TASK BRIEF | Copy out only the span from the line with "of the building" to the end of the data, both ends kept, word for word.

ITEMS |
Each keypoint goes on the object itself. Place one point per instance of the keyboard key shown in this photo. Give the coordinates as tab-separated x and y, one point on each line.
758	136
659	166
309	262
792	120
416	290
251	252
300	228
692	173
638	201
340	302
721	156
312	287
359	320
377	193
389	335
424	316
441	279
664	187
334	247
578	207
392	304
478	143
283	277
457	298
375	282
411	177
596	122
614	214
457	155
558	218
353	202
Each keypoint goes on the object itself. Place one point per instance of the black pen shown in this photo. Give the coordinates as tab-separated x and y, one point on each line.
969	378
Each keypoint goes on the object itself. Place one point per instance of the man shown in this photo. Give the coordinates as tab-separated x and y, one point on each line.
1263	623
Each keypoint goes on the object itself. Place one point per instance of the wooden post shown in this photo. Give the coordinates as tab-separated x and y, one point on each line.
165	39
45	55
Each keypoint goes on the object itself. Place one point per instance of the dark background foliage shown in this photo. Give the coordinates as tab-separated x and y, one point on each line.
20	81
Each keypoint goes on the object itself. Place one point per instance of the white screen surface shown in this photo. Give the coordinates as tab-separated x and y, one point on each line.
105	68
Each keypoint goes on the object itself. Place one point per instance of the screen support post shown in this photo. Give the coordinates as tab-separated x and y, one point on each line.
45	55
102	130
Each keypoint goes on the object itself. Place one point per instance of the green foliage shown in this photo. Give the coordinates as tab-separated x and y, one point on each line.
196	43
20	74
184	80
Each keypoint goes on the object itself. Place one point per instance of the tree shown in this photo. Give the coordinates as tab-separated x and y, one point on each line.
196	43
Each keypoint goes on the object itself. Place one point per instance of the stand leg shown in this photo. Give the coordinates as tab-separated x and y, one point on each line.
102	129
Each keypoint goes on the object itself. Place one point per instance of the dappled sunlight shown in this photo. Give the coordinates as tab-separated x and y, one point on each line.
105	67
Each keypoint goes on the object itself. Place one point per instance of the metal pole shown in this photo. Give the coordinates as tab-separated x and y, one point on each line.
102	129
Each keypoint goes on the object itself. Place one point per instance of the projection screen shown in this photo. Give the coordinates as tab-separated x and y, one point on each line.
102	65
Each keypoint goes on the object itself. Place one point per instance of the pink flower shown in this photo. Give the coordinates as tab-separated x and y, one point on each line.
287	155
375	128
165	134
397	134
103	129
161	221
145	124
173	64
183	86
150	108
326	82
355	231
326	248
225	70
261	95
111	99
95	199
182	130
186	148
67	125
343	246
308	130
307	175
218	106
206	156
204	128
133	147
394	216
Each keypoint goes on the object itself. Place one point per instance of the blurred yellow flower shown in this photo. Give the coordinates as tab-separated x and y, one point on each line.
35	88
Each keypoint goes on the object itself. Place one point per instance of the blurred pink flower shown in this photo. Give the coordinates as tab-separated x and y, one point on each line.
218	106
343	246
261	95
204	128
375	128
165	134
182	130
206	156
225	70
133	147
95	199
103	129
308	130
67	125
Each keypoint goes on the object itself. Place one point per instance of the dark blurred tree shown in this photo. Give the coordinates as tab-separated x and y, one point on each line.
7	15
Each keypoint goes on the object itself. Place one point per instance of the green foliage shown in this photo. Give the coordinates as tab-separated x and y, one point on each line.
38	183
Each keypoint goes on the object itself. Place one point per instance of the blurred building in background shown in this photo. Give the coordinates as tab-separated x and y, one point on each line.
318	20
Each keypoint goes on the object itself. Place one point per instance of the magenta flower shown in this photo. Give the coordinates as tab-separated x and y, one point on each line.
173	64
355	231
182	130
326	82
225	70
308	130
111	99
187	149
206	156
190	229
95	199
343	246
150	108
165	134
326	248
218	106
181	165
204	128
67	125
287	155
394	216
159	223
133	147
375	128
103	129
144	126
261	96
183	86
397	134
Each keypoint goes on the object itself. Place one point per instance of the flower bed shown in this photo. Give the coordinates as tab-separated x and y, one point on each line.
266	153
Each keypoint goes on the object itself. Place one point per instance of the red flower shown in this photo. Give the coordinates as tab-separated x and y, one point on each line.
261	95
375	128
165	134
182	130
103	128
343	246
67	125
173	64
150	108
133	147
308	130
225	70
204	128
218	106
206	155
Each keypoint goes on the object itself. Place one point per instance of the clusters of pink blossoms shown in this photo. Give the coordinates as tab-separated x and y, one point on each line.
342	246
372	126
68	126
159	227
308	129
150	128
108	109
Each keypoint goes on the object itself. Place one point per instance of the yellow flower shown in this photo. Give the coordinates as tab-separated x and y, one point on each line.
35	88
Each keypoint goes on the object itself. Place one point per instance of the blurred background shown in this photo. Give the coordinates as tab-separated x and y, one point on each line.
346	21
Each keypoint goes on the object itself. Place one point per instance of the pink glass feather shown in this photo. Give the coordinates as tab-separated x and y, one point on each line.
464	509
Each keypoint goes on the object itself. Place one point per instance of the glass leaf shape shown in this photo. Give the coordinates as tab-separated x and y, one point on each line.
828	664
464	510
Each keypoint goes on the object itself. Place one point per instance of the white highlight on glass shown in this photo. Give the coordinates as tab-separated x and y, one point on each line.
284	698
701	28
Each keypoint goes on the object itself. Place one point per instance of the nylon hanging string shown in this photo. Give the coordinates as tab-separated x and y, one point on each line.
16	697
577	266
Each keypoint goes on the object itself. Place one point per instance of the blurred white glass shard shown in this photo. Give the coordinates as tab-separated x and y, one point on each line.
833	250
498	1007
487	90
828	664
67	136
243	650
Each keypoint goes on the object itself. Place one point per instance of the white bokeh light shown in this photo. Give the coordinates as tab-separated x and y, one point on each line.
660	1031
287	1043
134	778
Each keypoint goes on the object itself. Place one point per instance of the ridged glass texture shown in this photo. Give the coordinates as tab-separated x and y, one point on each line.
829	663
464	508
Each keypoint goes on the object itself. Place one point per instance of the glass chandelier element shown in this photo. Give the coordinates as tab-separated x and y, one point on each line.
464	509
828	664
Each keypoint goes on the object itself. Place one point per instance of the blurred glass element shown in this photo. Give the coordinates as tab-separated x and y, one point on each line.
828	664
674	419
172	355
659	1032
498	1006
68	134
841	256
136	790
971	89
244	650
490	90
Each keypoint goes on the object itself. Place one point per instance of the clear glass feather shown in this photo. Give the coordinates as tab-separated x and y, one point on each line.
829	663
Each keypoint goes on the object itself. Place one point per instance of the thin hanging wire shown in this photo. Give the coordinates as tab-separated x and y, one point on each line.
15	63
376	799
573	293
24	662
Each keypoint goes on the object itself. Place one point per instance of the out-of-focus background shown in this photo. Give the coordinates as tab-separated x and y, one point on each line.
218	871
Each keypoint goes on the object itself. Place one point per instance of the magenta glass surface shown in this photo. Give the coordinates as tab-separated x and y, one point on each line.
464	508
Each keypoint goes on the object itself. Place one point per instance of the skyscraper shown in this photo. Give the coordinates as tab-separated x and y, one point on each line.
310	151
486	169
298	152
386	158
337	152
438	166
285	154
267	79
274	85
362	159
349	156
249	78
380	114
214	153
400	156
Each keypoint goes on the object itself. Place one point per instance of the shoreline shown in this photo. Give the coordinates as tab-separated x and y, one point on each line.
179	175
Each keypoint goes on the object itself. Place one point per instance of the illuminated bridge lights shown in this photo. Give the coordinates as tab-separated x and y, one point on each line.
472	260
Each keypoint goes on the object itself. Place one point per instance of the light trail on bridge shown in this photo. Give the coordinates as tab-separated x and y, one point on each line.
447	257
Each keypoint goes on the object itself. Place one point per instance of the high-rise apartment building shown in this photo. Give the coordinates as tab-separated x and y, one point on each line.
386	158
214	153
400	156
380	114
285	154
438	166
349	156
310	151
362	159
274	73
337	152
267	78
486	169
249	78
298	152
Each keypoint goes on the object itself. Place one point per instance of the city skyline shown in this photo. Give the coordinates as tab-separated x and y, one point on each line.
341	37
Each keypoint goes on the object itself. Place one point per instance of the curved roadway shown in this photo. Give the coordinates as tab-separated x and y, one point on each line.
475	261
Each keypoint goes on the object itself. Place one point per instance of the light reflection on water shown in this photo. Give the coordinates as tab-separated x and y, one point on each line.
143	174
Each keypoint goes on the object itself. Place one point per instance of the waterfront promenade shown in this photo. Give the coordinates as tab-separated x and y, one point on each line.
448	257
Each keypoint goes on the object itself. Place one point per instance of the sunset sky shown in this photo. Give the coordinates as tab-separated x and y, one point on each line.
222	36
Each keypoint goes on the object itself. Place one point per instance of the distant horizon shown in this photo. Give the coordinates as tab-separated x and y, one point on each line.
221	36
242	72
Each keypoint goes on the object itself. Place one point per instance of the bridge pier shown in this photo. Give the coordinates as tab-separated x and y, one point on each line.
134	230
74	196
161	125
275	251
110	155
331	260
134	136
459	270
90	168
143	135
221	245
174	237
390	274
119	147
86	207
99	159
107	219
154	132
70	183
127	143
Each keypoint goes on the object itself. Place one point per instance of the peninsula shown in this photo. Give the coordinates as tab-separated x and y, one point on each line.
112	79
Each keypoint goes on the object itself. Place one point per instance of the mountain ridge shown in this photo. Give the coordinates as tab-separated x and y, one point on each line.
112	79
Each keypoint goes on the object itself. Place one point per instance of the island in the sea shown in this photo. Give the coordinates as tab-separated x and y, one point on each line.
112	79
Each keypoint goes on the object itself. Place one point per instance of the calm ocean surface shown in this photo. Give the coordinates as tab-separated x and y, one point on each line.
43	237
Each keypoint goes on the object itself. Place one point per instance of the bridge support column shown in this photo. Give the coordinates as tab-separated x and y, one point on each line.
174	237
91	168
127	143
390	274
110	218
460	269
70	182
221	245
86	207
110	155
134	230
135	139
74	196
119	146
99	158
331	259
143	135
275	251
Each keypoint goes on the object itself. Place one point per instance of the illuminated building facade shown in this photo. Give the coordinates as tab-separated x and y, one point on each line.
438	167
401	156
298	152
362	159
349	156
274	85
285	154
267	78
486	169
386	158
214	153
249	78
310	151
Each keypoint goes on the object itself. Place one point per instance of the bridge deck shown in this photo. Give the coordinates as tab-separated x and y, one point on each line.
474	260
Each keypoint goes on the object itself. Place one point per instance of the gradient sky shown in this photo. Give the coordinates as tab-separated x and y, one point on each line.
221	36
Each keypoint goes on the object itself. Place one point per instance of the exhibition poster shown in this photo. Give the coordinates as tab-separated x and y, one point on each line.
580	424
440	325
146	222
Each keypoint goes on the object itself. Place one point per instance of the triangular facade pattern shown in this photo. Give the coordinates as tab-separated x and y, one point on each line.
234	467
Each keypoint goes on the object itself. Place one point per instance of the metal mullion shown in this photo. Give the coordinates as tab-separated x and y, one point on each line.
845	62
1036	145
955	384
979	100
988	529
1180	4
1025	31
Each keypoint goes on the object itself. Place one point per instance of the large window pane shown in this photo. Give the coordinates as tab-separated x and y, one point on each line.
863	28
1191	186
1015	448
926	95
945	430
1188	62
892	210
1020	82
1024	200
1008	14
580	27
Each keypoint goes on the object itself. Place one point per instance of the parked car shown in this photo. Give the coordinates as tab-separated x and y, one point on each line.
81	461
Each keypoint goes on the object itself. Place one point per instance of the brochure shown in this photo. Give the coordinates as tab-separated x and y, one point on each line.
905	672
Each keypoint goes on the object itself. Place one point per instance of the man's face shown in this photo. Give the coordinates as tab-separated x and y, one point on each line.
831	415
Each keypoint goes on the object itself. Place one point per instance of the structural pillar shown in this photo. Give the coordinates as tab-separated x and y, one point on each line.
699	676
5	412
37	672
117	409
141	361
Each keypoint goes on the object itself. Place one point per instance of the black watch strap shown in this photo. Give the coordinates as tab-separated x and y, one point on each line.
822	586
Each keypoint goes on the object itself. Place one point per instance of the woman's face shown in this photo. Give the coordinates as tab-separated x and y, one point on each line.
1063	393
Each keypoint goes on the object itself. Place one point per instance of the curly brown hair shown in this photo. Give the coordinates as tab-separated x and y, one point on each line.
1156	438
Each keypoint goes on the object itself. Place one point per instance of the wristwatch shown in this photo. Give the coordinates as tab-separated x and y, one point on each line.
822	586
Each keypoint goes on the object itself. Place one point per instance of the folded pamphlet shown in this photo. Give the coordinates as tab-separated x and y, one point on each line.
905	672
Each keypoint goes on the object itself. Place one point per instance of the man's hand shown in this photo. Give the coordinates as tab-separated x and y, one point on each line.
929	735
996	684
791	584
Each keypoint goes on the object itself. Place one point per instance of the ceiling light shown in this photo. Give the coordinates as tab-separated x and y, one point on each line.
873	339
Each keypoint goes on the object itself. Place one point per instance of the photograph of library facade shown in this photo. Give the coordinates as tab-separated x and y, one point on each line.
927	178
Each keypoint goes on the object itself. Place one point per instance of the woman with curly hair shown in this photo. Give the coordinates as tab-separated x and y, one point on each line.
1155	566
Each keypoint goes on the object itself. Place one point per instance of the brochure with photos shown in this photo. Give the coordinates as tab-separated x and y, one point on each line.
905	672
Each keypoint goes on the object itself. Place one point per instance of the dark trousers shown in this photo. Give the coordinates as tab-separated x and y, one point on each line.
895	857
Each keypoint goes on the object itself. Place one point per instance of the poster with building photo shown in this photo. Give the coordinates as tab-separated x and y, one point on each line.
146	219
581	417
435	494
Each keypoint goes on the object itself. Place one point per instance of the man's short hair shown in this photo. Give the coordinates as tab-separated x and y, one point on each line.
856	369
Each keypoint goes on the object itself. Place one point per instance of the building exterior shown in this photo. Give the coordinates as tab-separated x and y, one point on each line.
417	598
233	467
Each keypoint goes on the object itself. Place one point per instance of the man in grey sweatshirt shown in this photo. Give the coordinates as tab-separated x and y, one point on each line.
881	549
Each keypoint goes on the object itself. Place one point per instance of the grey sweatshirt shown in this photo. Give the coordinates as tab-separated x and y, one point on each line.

FULL ANSWER |
Each keypoint goes on the object itself. Place one point per instance of the building exterior shown in this photo. Give the coordinates as tab-separated x and y, one point on each line.
417	598
233	467
Each keypoint goes on the object itself. Place one point per instance of the man in grey sweatshirt shown in this photo. Give the coordinates as tab-separated x and y, one point on each line.
881	549
Each keypoint goes on the object itself. Place one point per instance of the grey sweatshirt shown in this photo. Give the coordinates as tab-separated x and y, one point on each line.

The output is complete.